→ **The request**:
Can you sum up the passage on early twentieth-century cosmetics below in two sentences?

"THE CHEEKS AND LIPS PAINTED A SCARLET beyond anything nature would ever give is bad taste at any time, and is an index to a vain and foolish heart, and will not be found in beautiful girlhood."
That's surprising advice given that this quote comes from Girlhood, a volume published in 1922. No doubt the author hoped to thwart girls' and women's increasing acceptance of cosmetics. Horrors!
But by then most women had thrown off the idea that cosmetics were sinful and had been wearing "lip rouge" for decades. Indeed, when men shipped out for World War I, many women took jobs and, with a few more coins in their purses, sometimes splurged on cosmetics — the term "makeup" wasn't invented until Max Factor coined it a decade or so later. What else could women place on their beauty shopping lists at the turn of the century?
• Safer powders and eye shadows — previous versions often contained lead, nightshade or vermillion, a sulfide poisonous when ingested
• Various scented soaps, including Fairy soap — "in a class above all other toilet and bath soaps"

→ **Supplied records**:

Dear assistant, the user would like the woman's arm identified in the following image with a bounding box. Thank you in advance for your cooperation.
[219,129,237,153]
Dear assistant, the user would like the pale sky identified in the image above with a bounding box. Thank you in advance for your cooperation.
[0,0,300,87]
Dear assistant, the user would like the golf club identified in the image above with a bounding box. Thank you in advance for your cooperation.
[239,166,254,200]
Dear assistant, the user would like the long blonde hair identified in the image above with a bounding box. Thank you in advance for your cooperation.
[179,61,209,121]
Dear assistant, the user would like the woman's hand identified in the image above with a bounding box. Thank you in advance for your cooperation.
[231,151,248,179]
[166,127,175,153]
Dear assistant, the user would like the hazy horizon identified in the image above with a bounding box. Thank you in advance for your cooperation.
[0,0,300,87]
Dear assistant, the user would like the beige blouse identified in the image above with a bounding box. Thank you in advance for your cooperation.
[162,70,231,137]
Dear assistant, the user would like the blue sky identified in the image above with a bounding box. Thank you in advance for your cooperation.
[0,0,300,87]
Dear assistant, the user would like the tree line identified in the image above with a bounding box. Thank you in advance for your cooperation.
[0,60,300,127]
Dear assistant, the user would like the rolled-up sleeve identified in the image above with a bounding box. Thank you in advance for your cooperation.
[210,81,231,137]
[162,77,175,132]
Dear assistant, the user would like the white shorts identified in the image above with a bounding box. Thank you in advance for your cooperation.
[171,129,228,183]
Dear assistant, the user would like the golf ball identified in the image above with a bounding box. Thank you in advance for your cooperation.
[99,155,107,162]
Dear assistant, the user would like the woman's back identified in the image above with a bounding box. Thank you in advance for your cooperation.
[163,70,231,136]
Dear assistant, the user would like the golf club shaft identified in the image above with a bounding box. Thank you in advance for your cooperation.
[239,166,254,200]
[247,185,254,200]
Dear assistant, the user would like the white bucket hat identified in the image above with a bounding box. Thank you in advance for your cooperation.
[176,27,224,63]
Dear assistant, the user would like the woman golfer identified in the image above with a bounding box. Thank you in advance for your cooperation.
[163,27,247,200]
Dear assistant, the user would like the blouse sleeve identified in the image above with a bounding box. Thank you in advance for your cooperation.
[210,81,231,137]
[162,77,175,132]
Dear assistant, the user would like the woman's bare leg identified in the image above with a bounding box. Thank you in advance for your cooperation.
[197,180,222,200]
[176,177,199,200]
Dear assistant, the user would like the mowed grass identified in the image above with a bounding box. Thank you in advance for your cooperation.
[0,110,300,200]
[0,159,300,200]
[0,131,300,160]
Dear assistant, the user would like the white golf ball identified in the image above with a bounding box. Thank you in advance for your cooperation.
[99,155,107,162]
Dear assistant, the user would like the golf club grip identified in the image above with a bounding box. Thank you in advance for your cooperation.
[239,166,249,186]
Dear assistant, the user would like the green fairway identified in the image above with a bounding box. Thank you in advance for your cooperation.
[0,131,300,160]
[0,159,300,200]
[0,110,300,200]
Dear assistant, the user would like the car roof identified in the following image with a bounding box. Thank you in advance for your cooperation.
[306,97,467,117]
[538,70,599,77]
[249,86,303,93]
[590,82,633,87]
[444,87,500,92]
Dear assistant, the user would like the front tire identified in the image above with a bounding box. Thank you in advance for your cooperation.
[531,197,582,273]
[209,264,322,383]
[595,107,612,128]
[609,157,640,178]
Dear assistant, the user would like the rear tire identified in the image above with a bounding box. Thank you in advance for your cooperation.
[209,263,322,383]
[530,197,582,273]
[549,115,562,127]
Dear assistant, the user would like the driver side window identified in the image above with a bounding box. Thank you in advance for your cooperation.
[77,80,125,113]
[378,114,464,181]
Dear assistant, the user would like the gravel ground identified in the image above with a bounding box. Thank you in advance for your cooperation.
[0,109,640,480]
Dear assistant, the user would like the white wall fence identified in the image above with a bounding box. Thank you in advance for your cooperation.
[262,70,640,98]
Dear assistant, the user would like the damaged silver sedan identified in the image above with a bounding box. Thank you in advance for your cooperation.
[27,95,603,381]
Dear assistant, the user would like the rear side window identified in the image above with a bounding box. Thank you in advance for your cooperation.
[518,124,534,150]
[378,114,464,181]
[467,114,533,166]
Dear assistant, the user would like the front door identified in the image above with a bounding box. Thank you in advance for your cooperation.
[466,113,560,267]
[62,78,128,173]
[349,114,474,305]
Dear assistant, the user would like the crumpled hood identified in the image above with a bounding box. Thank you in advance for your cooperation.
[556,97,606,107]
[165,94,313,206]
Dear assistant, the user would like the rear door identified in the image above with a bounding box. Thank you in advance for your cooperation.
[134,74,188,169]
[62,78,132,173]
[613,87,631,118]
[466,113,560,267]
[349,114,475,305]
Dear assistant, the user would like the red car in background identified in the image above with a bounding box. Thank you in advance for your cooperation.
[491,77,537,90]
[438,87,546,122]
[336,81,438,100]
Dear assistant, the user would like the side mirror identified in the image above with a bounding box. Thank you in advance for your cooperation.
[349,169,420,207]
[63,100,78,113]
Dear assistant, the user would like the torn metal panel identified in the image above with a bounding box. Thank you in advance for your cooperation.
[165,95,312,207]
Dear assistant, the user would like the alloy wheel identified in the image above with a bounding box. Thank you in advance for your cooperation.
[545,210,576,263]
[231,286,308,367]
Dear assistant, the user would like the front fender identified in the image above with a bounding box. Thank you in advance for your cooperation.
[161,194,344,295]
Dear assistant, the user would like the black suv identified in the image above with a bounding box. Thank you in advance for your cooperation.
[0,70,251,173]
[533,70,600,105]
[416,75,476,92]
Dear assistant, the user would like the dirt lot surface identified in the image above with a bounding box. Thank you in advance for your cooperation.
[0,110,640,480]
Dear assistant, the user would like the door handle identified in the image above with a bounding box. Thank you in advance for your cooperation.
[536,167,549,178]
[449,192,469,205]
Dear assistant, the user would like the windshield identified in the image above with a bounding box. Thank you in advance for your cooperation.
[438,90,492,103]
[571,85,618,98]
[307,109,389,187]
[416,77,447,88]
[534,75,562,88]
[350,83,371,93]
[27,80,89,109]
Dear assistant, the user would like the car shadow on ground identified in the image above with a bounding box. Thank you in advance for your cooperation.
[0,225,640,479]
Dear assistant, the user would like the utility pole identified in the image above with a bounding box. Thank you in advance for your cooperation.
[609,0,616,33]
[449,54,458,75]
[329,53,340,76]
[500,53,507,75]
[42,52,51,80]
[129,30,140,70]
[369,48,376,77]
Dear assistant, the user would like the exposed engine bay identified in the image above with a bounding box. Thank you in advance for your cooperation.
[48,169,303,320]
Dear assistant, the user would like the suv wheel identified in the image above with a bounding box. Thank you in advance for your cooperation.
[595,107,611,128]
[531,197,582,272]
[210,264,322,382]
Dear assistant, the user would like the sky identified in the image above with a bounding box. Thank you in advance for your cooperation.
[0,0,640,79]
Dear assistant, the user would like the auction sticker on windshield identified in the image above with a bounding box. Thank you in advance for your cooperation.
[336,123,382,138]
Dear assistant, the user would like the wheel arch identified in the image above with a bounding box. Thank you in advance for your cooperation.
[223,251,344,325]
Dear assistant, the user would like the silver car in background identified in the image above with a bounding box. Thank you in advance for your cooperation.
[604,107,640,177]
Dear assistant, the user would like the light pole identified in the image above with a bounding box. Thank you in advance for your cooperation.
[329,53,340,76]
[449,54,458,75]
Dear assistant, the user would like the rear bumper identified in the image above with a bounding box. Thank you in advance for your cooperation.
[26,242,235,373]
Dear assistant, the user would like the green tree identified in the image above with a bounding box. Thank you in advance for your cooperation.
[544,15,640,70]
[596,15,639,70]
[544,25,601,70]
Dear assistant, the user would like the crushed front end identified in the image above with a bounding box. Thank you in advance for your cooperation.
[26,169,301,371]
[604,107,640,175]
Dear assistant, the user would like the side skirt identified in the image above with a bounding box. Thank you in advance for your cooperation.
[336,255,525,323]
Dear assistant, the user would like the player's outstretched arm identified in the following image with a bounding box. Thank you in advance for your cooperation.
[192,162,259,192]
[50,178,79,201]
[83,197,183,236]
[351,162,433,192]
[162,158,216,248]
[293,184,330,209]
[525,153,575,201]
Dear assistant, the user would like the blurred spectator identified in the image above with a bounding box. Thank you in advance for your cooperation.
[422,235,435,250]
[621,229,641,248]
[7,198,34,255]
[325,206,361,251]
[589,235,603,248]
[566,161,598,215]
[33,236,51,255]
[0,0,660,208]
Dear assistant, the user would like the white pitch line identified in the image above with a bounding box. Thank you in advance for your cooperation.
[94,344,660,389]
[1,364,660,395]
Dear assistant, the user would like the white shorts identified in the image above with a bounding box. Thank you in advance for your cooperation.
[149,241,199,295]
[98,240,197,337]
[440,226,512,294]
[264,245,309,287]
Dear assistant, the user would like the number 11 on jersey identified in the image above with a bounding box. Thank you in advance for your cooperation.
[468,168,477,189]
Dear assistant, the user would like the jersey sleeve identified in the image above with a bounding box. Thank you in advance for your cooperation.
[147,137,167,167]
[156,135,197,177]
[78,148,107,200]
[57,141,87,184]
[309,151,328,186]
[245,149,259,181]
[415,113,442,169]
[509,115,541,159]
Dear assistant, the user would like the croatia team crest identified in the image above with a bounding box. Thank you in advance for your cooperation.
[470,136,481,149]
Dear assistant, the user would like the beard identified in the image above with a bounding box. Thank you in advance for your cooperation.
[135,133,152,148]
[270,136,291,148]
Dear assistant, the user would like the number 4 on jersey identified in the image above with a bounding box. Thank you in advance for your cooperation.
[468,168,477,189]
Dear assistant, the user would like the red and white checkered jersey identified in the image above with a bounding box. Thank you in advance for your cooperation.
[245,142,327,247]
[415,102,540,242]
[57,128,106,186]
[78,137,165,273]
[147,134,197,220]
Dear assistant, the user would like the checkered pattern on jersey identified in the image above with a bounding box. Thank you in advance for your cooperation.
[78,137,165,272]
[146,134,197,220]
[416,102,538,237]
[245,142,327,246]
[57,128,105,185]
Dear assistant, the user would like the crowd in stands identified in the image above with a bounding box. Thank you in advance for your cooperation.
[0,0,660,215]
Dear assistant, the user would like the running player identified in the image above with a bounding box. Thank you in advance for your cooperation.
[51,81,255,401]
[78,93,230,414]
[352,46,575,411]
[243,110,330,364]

→ **Solution for this exercise**:
A 1922 volume called Girlhood condemned cheeks and lips painted scarlet as bad taste and a sign of a vain and foolish heart, yet by then most women had thrown off the idea that cosmetics were sinful and had worn lip rouge for decades. Many women who took jobs when men shipped out for World War I sometimes splurged on cosmetics, and at the turn of the century they could buy safer powders and eye shadows than earlier versions that often contained lead, nightshade or vermillion, along with various scented soaps such as Fairy soap.